[PROMPT 1]:
In the broadband article, what is the most Axia has earned in network revenues in a single year?
[PROMPT 2]:
Please state whether each statement agrees with the broadband article, answering yes or no and quoting the deciding words: (a) Axia and the Massachusetts Technology Collaborative have been in litigation over finances since July 2014. (b) The Alberta SuperNet connects 429 communities. (c) Brian P. Voke answered The Eagle's questions about Axia's operational situation.

[TEXT EXCERPT]:
____

An Eagle Eye Team investigation | Broadband in the Berkshires: The Digital Divide

'Bridge to nowhere'? So far, a middle mile with revenue problem


Litigation. Revenue discrepancies. A relationship on the rocks.

But more than three years into running the network, Western and North Central Massachusetts' middle mile network operator is still struggling to break even. 

The Massachusetts Broadband Institute estimated that revenue would be three times what it has been in recent years. Hopes for connections to homes and businesses have fallen short, and revenues for the network operator — Axia NGNetworks USA Inc. — have suffered accordingly. 

What's more, Axia and the Massachusetts Technology Collaborative have been embroiled in litigation over finances since July 2014 — only months after the network launched that February.

While MBI warned potential operators that it might take time for the network to be profitable, Axia has been losing money on the network ever since it began operating it.

While attention has focused on delays in last-mile connections, the numbers show that the middle mile has problems of its own.


Axia NetMedia Corporation, of which Axia NG Networks USA is a wholly owned subsidiary, has experience bringing broadband to rural areas, including the Alberta SuperNet, a high-speed network connecting 429 communities in urban and rural Alberta, Canada.

Axia's deficits on the network total $1.5 million for the first three quarters of 2016 alone, according to the most recent financial data available.

MBI estimated potential annual network revenue for Axia at $9,060,217 — a baseline scenario provided in 2010 for modeling purposes. 

Axia has never earned more than $2.1 million a year in network revenues, according to the financial data. 

To date, Axia's losses on the network total at least $10.4 million. That includes a period when the network was not fully operational. 

Amid these financial losses, observers, including one former Axia employee, are questioning the future utility of the middle mile.

"Most people sort of forget that there's a reason nobody has [previously] built fiber in Western Massachusetts," said Tim Scott, former vice president of Axia NGNetworks USA who helped select the middle mile as a project for Axia. "The economics don't work. It's a very difficult proposition for a private sector company."

Brian P. Voke, attorney for Axia, did not respond to questions from The Eagle related to Axia's operational situation. 

The middle mile was a major investment by MBI, a division within the Massachusetts Technology Collaborative. 

The middle mile promised to provide a highway for internet use at speeds previously only dreamed of in some Western and North-Central Massachusetts communities. It ultimately enabled 1,245 community institutions, including schools, libraries and public safety entities, to access fiber internet — considered state-of-the art for connectivity.

____

[DATASET SECTION]:
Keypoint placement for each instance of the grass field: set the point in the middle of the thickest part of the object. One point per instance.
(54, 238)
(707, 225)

____

[CORRECT ANSWER 1]:
Axia has never earned more than $2.1 million a year in network revenues.

[CORRECT ANSWER 2]:
(a) Yes: "embroiled in litigation over finances since July 2014"
(b) Yes: "a high-speed network connecting 429 communities in urban and rural Alberta, Canada"
(c) No: "did not respond to questions from The Eagle related to Axia's operational situation"